Task to carry out>
Which lines in the entries below contain the word "Target"? Return each such line in full, treating uppercase and lowercase as different.

--- begin Stored data ---

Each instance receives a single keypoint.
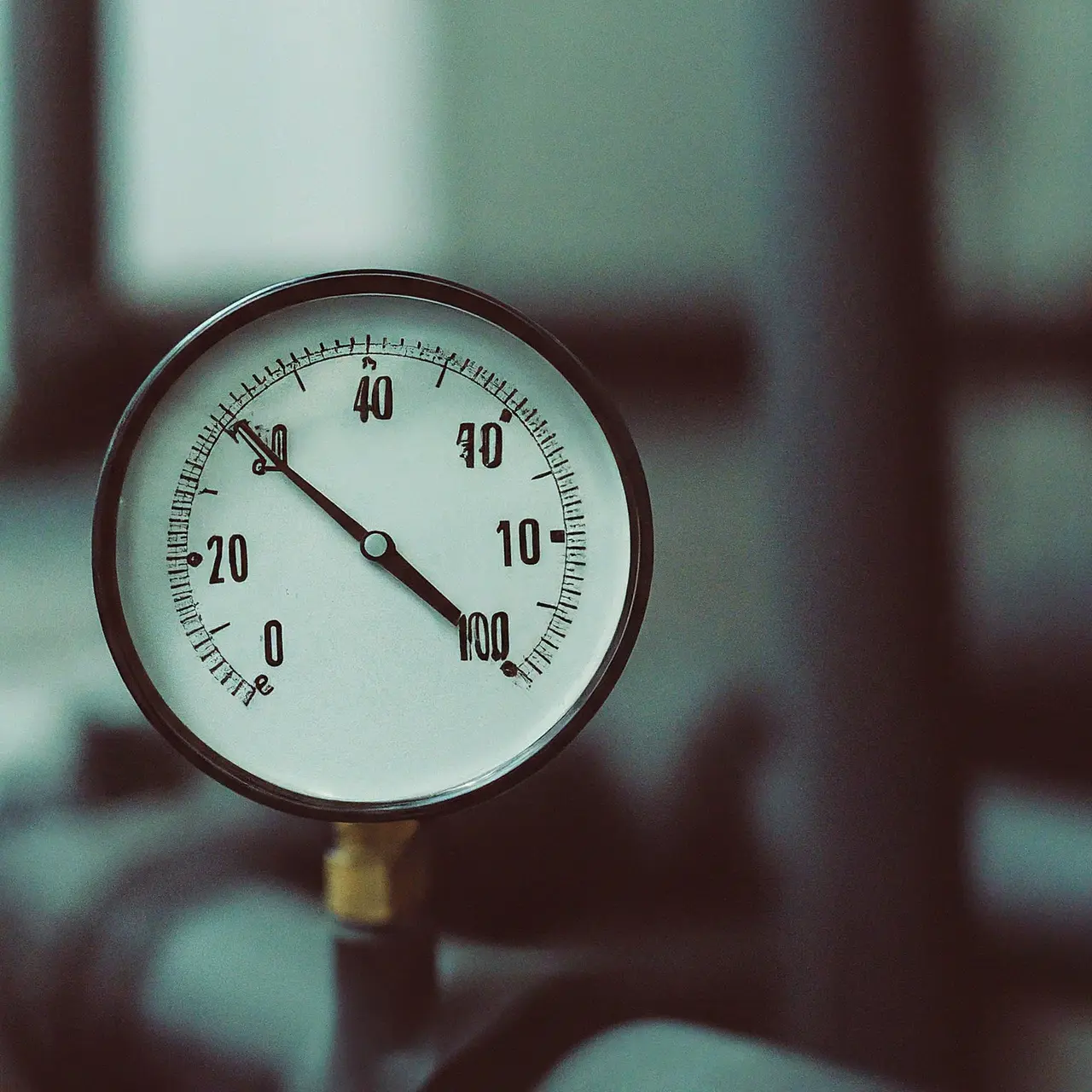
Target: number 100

--- end Stored data ---
--- begin Stored data ---

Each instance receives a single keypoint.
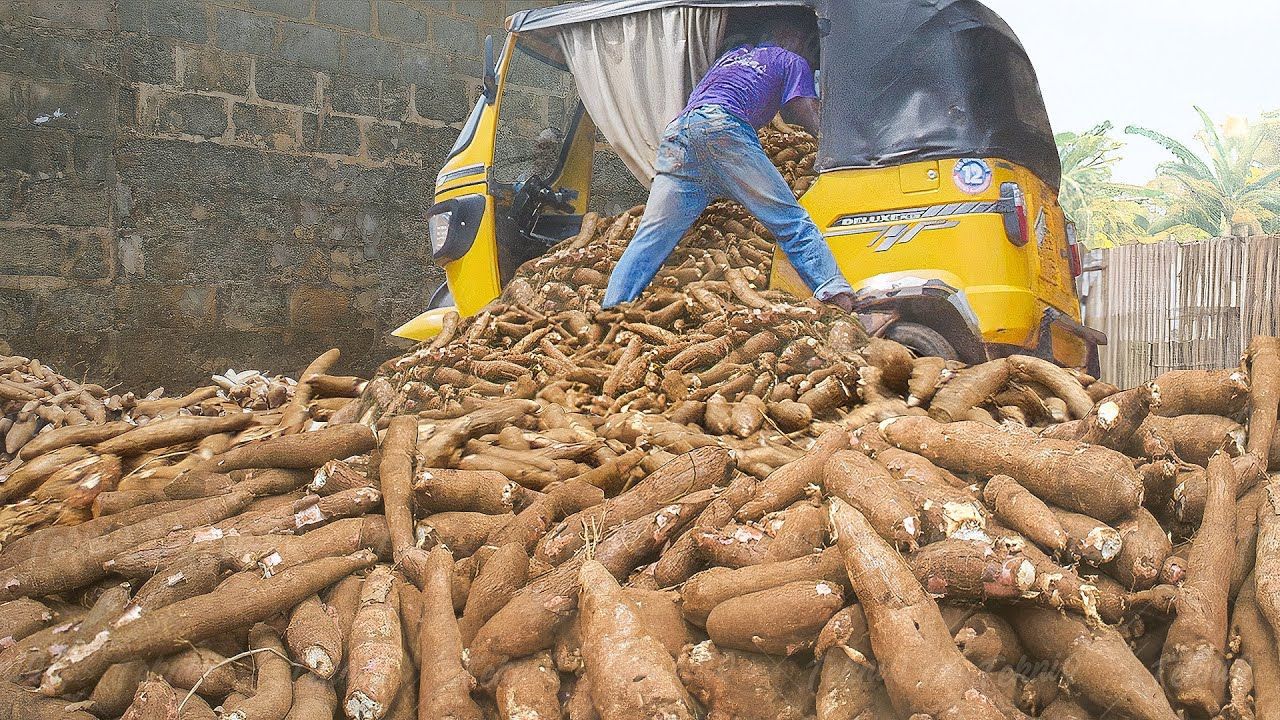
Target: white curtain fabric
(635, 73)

--- end Stored data ---

Solution for this exercise>
Target: number 100
Target: white curtain fabric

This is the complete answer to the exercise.